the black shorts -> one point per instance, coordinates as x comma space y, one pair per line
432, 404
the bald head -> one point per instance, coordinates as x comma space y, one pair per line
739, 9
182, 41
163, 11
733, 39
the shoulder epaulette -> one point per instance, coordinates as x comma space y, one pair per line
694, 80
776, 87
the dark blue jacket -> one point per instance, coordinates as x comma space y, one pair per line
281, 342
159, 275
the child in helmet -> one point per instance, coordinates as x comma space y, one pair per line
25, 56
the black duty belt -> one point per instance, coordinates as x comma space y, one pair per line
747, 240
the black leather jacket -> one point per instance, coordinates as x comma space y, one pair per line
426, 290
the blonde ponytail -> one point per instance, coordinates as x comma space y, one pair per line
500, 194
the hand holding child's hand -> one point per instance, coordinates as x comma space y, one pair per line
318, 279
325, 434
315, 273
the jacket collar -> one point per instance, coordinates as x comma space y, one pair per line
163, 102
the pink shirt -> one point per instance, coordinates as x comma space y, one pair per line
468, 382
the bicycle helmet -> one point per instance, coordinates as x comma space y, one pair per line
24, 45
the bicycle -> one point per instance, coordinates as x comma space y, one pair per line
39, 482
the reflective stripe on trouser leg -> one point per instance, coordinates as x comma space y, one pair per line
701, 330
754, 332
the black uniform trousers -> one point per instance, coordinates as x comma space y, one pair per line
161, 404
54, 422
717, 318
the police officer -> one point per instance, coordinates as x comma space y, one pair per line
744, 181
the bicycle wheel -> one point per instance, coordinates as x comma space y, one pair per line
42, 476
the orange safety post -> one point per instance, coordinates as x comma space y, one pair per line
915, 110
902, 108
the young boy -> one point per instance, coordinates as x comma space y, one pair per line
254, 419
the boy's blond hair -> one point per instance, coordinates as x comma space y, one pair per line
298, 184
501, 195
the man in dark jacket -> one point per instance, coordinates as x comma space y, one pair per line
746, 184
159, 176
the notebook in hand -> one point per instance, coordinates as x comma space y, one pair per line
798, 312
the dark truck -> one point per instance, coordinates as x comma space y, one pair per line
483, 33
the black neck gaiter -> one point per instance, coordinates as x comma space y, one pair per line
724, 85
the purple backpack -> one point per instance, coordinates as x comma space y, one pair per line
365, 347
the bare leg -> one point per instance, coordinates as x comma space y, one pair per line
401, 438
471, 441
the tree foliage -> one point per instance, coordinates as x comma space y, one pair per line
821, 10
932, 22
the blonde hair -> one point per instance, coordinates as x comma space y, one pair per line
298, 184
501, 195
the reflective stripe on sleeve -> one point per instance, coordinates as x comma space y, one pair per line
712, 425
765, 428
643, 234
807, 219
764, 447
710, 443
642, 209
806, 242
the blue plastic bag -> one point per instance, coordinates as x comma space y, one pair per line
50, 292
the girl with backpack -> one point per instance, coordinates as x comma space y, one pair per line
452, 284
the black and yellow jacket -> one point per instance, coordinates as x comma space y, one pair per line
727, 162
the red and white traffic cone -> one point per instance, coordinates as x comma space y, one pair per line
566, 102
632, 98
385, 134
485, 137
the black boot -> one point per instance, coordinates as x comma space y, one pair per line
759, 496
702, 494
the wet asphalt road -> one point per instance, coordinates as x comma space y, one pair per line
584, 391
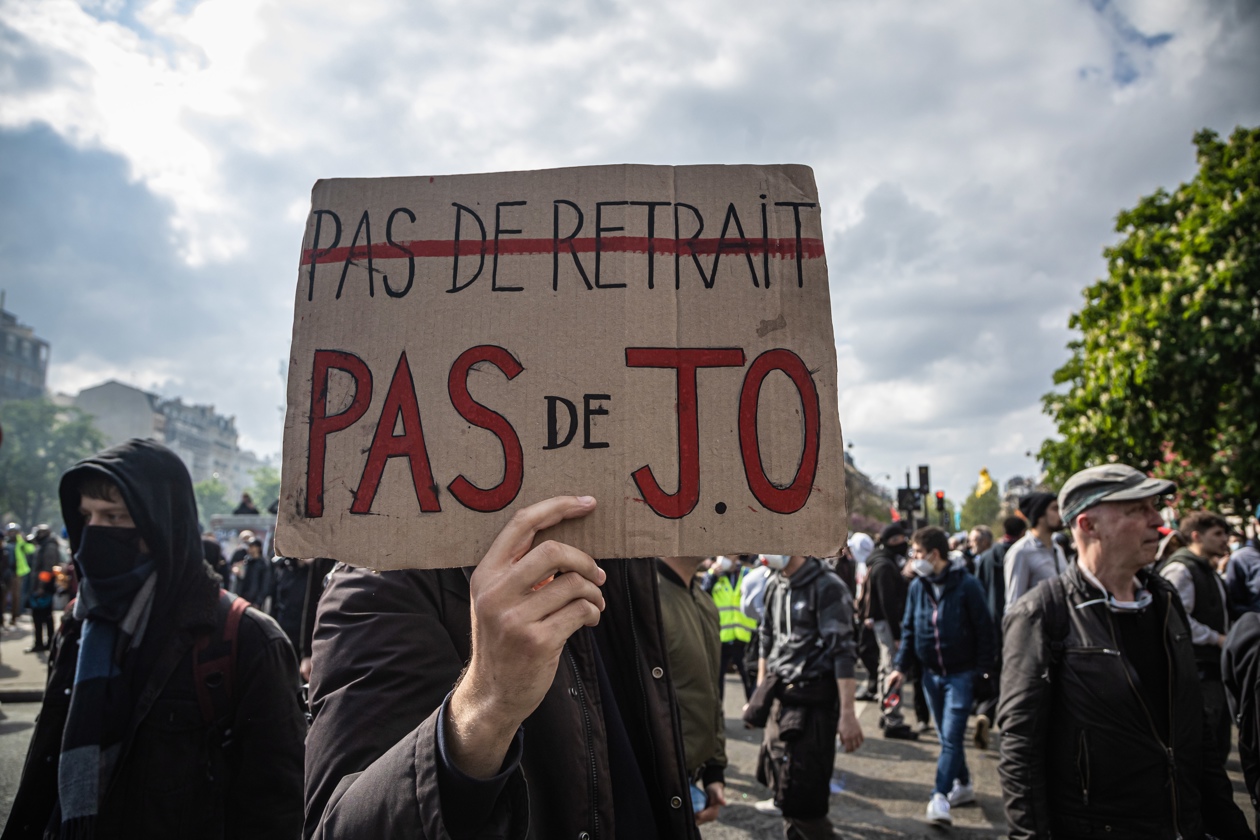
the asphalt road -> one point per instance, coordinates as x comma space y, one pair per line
886, 783
15, 728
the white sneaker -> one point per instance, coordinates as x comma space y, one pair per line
962, 795
938, 810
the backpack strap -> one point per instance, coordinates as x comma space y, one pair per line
1055, 602
214, 656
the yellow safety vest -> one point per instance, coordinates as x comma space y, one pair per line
735, 625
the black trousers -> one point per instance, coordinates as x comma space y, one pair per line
799, 771
43, 618
868, 654
733, 654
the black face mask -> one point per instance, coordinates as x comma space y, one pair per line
108, 552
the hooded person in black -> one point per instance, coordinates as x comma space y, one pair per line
127, 742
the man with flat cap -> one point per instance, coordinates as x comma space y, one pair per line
1101, 714
1036, 556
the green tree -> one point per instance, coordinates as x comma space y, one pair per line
1167, 367
266, 486
984, 509
40, 441
212, 498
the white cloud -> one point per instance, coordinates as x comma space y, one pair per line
970, 158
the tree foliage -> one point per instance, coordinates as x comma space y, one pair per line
40, 441
1166, 374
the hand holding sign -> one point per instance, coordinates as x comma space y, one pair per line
519, 630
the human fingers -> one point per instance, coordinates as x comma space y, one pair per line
517, 537
551, 558
567, 587
566, 621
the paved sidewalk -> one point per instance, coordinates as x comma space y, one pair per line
22, 675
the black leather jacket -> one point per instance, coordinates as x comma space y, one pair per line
388, 649
1080, 753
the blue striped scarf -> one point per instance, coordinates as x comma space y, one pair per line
115, 612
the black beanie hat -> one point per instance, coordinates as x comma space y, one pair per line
1033, 506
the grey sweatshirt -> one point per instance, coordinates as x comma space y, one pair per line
808, 627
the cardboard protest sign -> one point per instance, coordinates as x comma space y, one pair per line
658, 338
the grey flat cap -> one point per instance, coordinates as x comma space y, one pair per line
1108, 482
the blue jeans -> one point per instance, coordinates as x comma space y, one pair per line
950, 700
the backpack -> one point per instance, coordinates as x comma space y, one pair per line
214, 658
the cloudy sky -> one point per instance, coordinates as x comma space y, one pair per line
156, 160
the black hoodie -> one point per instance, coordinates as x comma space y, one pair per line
159, 495
178, 773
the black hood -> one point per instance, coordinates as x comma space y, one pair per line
159, 495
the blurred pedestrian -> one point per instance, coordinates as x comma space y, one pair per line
989, 572
295, 601
882, 608
1036, 557
949, 632
43, 586
1202, 593
257, 578
19, 552
807, 646
691, 620
723, 582
246, 508
169, 710
213, 553
1242, 573
1240, 669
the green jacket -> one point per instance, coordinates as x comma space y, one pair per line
694, 656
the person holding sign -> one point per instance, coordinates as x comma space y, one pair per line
528, 695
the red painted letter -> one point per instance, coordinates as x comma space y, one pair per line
684, 362
466, 493
793, 498
400, 402
321, 423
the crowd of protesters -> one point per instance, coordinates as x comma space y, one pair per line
544, 693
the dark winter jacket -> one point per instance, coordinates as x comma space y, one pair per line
296, 598
883, 597
990, 572
1240, 670
807, 631
175, 777
257, 581
1081, 753
388, 649
946, 634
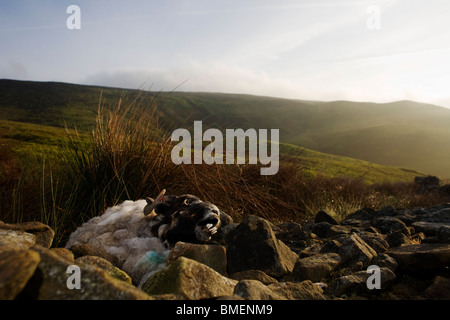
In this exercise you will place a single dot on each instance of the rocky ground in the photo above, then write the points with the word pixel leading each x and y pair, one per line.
pixel 319 260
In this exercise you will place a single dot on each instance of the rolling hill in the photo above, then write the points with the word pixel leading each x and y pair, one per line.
pixel 402 134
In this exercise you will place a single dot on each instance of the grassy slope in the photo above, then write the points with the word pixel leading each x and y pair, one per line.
pixel 403 134
pixel 36 140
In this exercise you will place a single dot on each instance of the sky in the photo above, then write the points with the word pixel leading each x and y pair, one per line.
pixel 378 51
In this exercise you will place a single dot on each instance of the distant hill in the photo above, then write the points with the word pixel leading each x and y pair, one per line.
pixel 404 134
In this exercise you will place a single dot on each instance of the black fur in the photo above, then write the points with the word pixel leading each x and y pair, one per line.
pixel 186 218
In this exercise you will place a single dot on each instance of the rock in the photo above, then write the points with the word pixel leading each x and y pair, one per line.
pixel 397 239
pixel 354 249
pixel 289 231
pixel 443 234
pixel 253 246
pixel 316 267
pixel 214 256
pixel 388 211
pixel 50 279
pixel 255 290
pixel 305 290
pixel 440 215
pixel 427 184
pixel 357 283
pixel 322 216
pixel 43 233
pixel 17 266
pixel 327 230
pixel 88 250
pixel 384 260
pixel 439 289
pixel 189 279
pixel 375 240
pixel 362 214
pixel 253 275
pixel 104 265
pixel 388 225
pixel 429 228
pixel 421 258
pixel 64 253
pixel 16 239
pixel 331 246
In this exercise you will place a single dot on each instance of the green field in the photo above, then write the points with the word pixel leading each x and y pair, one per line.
pixel 64 160
pixel 404 134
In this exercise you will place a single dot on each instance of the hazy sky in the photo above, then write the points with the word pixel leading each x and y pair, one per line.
pixel 304 49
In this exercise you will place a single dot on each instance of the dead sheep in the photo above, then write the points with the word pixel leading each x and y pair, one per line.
pixel 141 233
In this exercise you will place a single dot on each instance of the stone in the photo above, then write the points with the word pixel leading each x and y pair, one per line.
pixel 189 279
pixel 316 267
pixel 106 266
pixel 43 233
pixel 16 239
pixel 88 250
pixel 305 290
pixel 354 249
pixel 427 184
pixel 322 216
pixel 388 225
pixel 384 260
pixel 327 230
pixel 388 211
pixel 443 234
pixel 255 290
pixel 397 239
pixel 419 258
pixel 440 215
pixel 357 282
pixel 253 246
pixel 253 275
pixel 439 289
pixel 214 256
pixel 375 240
pixel 17 266
pixel 64 253
pixel 50 279
pixel 428 228
pixel 331 246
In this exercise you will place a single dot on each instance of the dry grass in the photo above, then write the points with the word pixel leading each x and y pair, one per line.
pixel 128 156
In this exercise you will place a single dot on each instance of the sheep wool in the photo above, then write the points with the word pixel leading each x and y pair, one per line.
pixel 123 232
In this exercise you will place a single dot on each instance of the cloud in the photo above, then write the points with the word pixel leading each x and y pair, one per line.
pixel 13 70
pixel 199 77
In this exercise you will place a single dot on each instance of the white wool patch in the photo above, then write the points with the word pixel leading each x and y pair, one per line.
pixel 123 232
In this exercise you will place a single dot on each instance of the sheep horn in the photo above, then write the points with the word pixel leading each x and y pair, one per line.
pixel 149 209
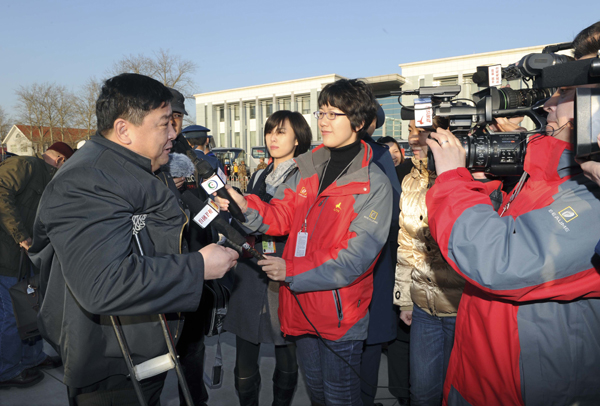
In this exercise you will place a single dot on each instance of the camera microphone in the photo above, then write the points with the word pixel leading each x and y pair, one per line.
pixel 206 172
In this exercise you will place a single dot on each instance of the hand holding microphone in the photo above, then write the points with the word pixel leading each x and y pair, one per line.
pixel 237 199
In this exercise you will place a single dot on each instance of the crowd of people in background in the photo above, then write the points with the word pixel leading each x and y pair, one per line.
pixel 478 295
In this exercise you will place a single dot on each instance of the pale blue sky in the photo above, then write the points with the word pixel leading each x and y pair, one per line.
pixel 242 43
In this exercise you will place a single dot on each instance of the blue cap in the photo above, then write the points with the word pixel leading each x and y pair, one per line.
pixel 195 131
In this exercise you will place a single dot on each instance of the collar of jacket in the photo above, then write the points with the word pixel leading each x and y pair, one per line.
pixel 137 159
pixel 550 159
pixel 354 181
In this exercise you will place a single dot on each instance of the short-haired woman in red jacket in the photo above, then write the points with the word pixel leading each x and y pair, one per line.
pixel 337 211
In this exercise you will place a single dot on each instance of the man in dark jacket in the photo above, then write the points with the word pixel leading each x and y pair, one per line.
pixel 383 318
pixel 108 234
pixel 22 181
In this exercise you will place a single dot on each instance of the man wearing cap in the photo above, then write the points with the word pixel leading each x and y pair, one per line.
pixel 22 181
pixel 178 107
pixel 197 136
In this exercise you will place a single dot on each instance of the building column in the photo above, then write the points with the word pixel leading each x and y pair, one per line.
pixel 243 127
pixel 259 121
pixel 227 125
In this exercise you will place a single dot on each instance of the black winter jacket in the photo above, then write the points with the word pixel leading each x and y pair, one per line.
pixel 84 240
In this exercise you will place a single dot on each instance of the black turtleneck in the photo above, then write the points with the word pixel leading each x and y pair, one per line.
pixel 340 158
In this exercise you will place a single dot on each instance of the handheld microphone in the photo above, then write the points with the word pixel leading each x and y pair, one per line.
pixel 206 171
pixel 205 216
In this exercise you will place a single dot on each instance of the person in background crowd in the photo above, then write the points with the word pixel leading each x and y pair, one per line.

────────

● **Task item**:
Begin with the line that contains "the black turtleneck" and set down each line exactly until the records above end, including the final line.

● **Answer area**:
In this exercise you will place a single dot on each instance of the black turtleneck in the photo above, then write the points with the word pixel leading each x and y pair, one per line.
pixel 340 158
In this exercise you will place a single dot on each instance of the handheld microphone in the photo above, then write the points with the word pixel leading each x and y pair, one per line.
pixel 206 171
pixel 205 216
In this exercise you will place a single dot on each instance of the person in background crowd in the photo above, then write the points with the word pixel leading each x and y pair, one per line.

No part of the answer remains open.